Raw records –
- - - - - - -

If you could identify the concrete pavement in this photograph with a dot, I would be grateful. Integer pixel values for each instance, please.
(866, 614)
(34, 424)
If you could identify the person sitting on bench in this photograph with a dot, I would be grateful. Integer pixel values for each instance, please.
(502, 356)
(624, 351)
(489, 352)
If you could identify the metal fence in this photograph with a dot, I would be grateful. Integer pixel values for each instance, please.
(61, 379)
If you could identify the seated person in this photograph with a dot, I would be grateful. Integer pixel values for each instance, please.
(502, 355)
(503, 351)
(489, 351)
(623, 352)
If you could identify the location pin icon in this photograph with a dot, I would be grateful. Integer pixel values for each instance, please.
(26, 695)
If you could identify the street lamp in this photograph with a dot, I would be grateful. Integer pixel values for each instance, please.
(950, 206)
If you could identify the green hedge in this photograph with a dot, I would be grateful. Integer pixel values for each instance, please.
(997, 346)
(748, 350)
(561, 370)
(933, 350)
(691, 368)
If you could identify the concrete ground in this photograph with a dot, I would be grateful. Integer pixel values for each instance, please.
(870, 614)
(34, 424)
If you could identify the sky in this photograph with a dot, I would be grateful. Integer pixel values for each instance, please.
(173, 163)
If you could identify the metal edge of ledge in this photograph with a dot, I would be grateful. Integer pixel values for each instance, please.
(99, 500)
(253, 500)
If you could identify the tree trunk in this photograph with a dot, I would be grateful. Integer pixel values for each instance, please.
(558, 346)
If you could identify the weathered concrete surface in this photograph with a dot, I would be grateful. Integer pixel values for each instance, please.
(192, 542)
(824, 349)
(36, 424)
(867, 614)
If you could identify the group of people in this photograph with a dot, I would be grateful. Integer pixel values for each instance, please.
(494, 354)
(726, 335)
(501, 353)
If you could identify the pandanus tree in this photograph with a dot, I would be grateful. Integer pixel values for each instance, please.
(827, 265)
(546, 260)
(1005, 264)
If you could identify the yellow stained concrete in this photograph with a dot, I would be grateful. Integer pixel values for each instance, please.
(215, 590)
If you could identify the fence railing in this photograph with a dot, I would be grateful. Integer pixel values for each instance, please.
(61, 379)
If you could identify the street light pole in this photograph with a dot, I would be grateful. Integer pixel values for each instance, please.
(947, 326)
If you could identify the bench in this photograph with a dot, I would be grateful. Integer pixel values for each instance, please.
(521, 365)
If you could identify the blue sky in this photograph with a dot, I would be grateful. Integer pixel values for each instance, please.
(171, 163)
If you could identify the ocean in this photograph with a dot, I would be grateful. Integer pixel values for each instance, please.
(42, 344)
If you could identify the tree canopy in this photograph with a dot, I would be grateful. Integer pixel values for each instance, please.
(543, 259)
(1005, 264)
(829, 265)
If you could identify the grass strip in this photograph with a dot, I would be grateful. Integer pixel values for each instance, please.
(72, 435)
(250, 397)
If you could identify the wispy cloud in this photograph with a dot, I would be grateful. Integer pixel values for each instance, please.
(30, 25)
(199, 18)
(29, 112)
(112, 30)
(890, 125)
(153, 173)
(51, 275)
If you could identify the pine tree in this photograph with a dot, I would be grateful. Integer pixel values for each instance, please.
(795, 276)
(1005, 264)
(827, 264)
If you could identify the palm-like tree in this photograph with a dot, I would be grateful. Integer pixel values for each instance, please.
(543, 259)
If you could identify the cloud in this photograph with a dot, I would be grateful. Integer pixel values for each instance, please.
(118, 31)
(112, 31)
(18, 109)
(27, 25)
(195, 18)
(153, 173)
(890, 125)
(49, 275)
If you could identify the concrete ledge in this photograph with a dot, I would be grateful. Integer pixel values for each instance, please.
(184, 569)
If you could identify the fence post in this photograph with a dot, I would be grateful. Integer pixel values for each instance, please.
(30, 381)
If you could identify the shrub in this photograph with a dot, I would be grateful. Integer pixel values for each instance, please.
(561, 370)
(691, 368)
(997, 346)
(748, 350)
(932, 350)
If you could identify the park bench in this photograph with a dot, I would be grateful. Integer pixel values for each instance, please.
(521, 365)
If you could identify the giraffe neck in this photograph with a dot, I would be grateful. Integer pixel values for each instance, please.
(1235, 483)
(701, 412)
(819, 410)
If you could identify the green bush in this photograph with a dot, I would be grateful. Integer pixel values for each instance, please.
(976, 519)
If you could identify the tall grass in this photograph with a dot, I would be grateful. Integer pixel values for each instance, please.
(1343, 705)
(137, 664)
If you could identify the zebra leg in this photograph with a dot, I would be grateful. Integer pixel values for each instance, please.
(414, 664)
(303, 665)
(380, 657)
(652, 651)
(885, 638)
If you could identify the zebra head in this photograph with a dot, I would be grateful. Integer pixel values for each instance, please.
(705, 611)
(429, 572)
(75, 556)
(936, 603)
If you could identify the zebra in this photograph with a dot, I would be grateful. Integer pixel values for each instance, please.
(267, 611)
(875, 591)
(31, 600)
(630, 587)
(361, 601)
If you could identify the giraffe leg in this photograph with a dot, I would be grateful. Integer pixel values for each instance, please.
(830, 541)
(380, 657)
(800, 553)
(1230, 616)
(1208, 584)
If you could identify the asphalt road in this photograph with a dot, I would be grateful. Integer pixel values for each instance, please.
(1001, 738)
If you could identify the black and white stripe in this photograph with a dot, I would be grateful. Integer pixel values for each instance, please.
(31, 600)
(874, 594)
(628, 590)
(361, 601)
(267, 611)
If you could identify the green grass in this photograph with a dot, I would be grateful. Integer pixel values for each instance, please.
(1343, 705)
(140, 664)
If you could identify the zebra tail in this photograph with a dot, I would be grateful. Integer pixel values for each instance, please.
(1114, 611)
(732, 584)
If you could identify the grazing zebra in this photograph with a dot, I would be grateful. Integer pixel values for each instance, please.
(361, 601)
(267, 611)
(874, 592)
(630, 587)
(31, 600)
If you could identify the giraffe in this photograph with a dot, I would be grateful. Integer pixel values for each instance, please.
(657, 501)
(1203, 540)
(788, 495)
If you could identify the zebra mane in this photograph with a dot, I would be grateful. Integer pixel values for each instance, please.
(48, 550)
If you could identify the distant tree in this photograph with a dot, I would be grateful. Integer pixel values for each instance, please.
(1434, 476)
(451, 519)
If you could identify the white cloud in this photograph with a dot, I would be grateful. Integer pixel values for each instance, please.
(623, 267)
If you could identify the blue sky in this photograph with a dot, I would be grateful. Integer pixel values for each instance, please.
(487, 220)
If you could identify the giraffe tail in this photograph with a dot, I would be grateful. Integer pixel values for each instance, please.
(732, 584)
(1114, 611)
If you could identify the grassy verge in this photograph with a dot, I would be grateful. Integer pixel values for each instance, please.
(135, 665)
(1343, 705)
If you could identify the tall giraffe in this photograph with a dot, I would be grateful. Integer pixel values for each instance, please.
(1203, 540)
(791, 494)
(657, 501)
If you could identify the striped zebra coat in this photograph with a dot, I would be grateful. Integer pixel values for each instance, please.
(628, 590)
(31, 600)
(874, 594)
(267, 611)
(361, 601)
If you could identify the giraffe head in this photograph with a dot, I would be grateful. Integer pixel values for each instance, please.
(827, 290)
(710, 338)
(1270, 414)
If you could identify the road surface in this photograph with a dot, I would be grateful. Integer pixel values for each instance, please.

- - - - - - -

Set problem –
Could you change "I would be grateful" to "I would appreciate it" throughout the records above and leave everything else in them untouched?

Exercise output –
If you could identify the concrete pavement in this photograph with a dot, I would appreciate it. Integer pixel values for each instance, please.
(866, 614)
(34, 424)
If you could identify the person sitting on bench in this photograph with a dot, I would appreciate it. Integer pixel values for each instance, please.
(502, 356)
(624, 351)
(489, 352)
If you could identify the metal fence in this photograph with a dot, I would appreciate it. Integer pixel values for each instance, please.
(61, 379)
If you could identify the seated person in this photograph with a dot, I would appreciate it. Integer pixel values for each instance, please.
(502, 355)
(503, 351)
(489, 351)
(623, 352)
If you could identify the location pin icon in this photograph with a dot, I would appreciate it. Integer pixel values for each instance, please.
(26, 695)
If you could identify the street lamp in this photograph with a dot, I would appreciate it. Integer pixel values for each instance, please.
(950, 206)
If you could identify the green hedge in this photograph with a dot, I would appreciate it. Integer pixel values for each instance, please.
(997, 346)
(748, 350)
(561, 370)
(933, 350)
(691, 368)
If you could identify the concrete ground in this photograph with a dot, I would appreciate it. Integer pixel values for each instance, please.
(870, 614)
(34, 424)
If you could identify the sky in this photograph with a dot, I would appreciate it. Integer pixel values for each instance, please.
(173, 163)
If you could identify the metal edge of ledge in this photograph with a dot, I would appreciate it. Integer pixel values for each instance, please.
(99, 500)
(253, 500)
If you could identify the tree trunk in this photograph with a dot, I would appreciate it. Integer pixel values for each instance, please.
(558, 346)
If you could identify the weathered concrete surface in this photograph with a dot, I would appreciate it. Integer pixel values for each instance, please.
(192, 542)
(824, 349)
(36, 424)
(867, 614)
If you could identify the group of people in this photograph with a dot, I would appreciate it. Integer pixel values for each instance, please.
(494, 354)
(726, 335)
(501, 353)
If you could identify the pandanus tree in this photograph with a dot, I would appreciate it. Integer pixel values for each instance, please.
(827, 265)
(546, 260)
(1005, 264)
If you could identify the yellow stained concrete in this photograph with a dot, I would appreciate it. Integer pixel values for each instance, please.
(215, 590)
If you could identify the fence railing in this photograph with a dot, I would appreciate it. Integer pixel values for each instance, please.
(61, 379)
If you could identify the street light pole in this photograph with a dot, I would appreciate it. Integer pixel values for each instance, please.
(947, 326)
If you could identify the bench in this photograph with a dot, I would appreciate it. Integer pixel values for each instance, please.
(521, 365)
If you could identify the blue sky in this photograph with a dot, I would appreciate it. Integer pixel values for each instance, please.
(171, 163)
If you could identify the ocean in this photograph with a dot, I would appreciate it. Integer pixel values for each instance, please.
(42, 344)
If you could identify the tree canopy in this photograph with a dot, I would appreciate it. Integer pixel values for each instance, please.
(543, 259)
(1005, 264)
(829, 265)
If you could identify the grass strip in this photograph with a dot, I would appreciate it. Integer pixel values for each instance, please.
(72, 435)
(250, 397)
If you could identify the wispy cloud in this photograph with a dot, I would appreciate it. Integer pixel values for each instance, please.
(30, 25)
(199, 18)
(29, 112)
(112, 30)
(890, 125)
(153, 173)
(51, 275)
If you could identify the pine tree in this photograph with a dot, I would appreciate it. Integer pixel values for each instance, please.
(795, 276)
(1005, 264)
(827, 264)
If you could identify the palm-like tree in this photograph with a dot, I would appreciate it. Integer pixel values for each instance, please.
(543, 259)
If you could identify the cloud in this photograph with a dot, I would appreciate it. Integer pixel values for each instance, please.
(118, 31)
(112, 31)
(18, 109)
(27, 25)
(195, 18)
(153, 173)
(890, 125)
(49, 275)
If you could identify the concrete ledge in this photograph with a dot, I would appreciate it. Integer pixel values for each instance, please.
(184, 569)
If you could identify the fence post in this photograph with a dot, I would appreciate it. Integer pixel values for each instance, please.
(30, 381)
If you could identify the shrub in this photograph with a dot, I would appreciate it. Integer pixel values for each instance, please.
(561, 370)
(691, 368)
(997, 346)
(748, 350)
(932, 350)
If you could identify the park bench in this photograph with a dot, I would appreciate it. Integer pixel values for each instance, please.
(521, 365)
If you could identify the giraffe neck in this photograph with a dot, I would appreciate it. Integer pixel values for each instance, please.
(1235, 483)
(701, 412)
(819, 410)
If you could identify the green bush in this photograph with a dot, I would appreciate it. Integer pixel values for each instance, please.
(976, 519)
If you could identify the tall grass in this photograph with a dot, I would appreciate it. Integer pixel values for each instance, please.
(1343, 705)
(137, 664)
If you could identify the zebra leg in this photograph with a dot, I would appreciate it. Integer pixel values for each instance, please.
(414, 664)
(303, 665)
(380, 657)
(652, 651)
(885, 638)
If you could identify the zebra head in this photograph with a dot, I would appreciate it. Integer pixel values for each instance, please.
(705, 611)
(429, 572)
(75, 556)
(936, 603)
If you could identify the zebra in this photograph with a dot, I would appreciate it. Integer pixel values for each instance, please.
(267, 611)
(875, 591)
(31, 600)
(630, 587)
(361, 601)
If you could identify the giraffe leg in this photograph with a dot, I would appreciate it. Integer pixel values for each instance, please.
(830, 541)
(380, 657)
(800, 553)
(1230, 616)
(1208, 584)
If you could identify the asphalt road in this photograph with a dot, I would appreciate it. Integer pixel values for each instance, please.
(1001, 738)
If you could identify the black and white stripe in this photograph with a dot, I would appreciate it. Integer pixel values for each instance, please.
(31, 600)
(874, 594)
(628, 590)
(361, 601)
(267, 611)
If you could identify the green grass in this photograph with a dot, I would appreciate it. Integer pixel values for each instance, please.
(1343, 705)
(140, 664)
If you could identify the zebra tail in this photograph with a dot, I would appreciate it. Integer pixel values for each instance, please.
(1114, 611)
(732, 584)
If you could identify the grazing zebra in this photograph with a dot, I would appreciate it. Integer pixel values for each instance, please.
(361, 601)
(267, 611)
(874, 592)
(630, 587)
(31, 600)
If you could identify the giraffe in this photograph with a dot, I would appreciate it. Integer pixel values for each instance, please.
(657, 501)
(1203, 540)
(788, 495)
If you could identify the zebra mane in this photograph with a dot, I would appreciate it. Integer pixel values for each instance, please.
(48, 550)
If you could identify the distant tree in this photograph with a dot, I would appreciate it. Integer pixel values for each instance, please.
(1434, 476)
(451, 519)
If you could identify the white cloud in this photograph with a dot, I would appreciate it. Integer pixel values for each instance, please.
(623, 267)
If you could identify the blue sky in this photograph with a dot, I would appreciate it. Integer pixel values for each instance, please.
(487, 220)
If you could identify the giraffe tail in this photograph with a dot, I would appreciate it. Integer pixel values for each instance, please.
(732, 584)
(1114, 611)
If you could identify the grassy verge in this photograph with a dot, I would appreciate it. Integer pixel values for each instance, please.
(135, 665)
(1343, 705)
If you could identify the tall giraffe in this photograph with a dot, I would appreciate it. Integer pixel values for each instance, please.
(1203, 540)
(791, 494)
(657, 501)
If you could identify the striped zebra coat in this photograph with a dot, I would appreciate it. Integer pixel values for each instance, please.
(628, 590)
(31, 600)
(874, 594)
(267, 611)
(361, 601)
If you could identify the giraffe head in this photograph with a dot, I would appreciate it. Integer pixel values for each instance, please.
(827, 290)
(710, 338)
(1270, 414)
If you could identify the road surface in this photograph with a dot, I would appreciate it. Integer pixel values for each instance, please.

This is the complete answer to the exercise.